#### Page excerpt

Some More “Warren Buffett Retirement Plan” Picks

Ian Wyatt has been pitching the idea that you can “front run” Warren Buffett and Berkshire Hathaway by buying stocks that he calls the “Warren Buffett Retirement Plan” — he’s done this before, but I think the stocks he’s teasing have changed this time around.

There are three stock ideas hinted at in this teaser, I wrote about the first one yesterday and you can see that here, so now it’s time to get into the others.

The first one is teased as so cheap that it’s “hard to believe” — so I guess that means it’s even cheaper than yesterday’s stock, Teva … here’s how he puts it:

“Buffett frequently buys company with good cash flow (like his insurance businesses), or sometimes he’ll buy companies with great moats (like his railroad Burlington Santa Fe).

“But every now and then he snatches up a company because it’s so incredibly cheap that there’s essentially no downside.”

#### Exercise instructions
1/ In the article on the "Warren Buffett Retirement Plan" picks, which of these statements agree with the text? (a) The teaser hints at three stock ideas. (b) The stock covered the previous day was Teva. (c) Burlington Santa Fe is cited as an example of a company bought for its good cash flow. Answer yes or no for each, quoting the words of the text that decide it.
2/ Write the next part of the article on the "Warren Buffett Retirement Plan" picks, picking up after its final sentence.

#### Dataset extract
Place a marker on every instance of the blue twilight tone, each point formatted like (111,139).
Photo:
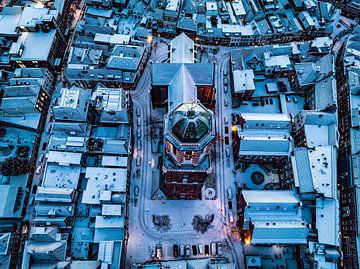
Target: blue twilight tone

#### Answers to the tasks
1/
(a) Yes: "There are three stock ideas hinted at in this teaser"
(b) Yes: "it’s even cheaper than yesterday’s stock, Teva"
(c) No: "sometimes he’ll buy companies with great moats (like his railroad Burlington Santa Fe)"

2/
He shows a couple charts that show how cheap the stock is — here’s the verbiage:

“How do I know it’s cheap?

“Take a look at the two charts below. The first shows this company’s earnings per share. Over the past year, this company grew earnings per share by more than 500%…”

The charts, though I won’t copy them here, show that they had earnings of about two bucks in 2009, $15 in 2010, and projected earnings of roughly $6 in 2011.

Then the second chart comes in, providing some of our other key clues — we see that the stock had a very volatile 2010, but basically came out of the year at about the same price that it entered, though it has since climbed a bit. We learn from this chart that the stock closed at $72.33 on March 31 of this year, so that’s certainly a nice tidbit to verify our solution to the secret.

Then we get some Buffett connection:

“… this company is currently one of the cheapest on an earnings per share basis of any in the stock market.

“Normally that would be a red-flag. But according to a recent story from Reuters, this stock is currently high on Buffett’s potential shopping list.”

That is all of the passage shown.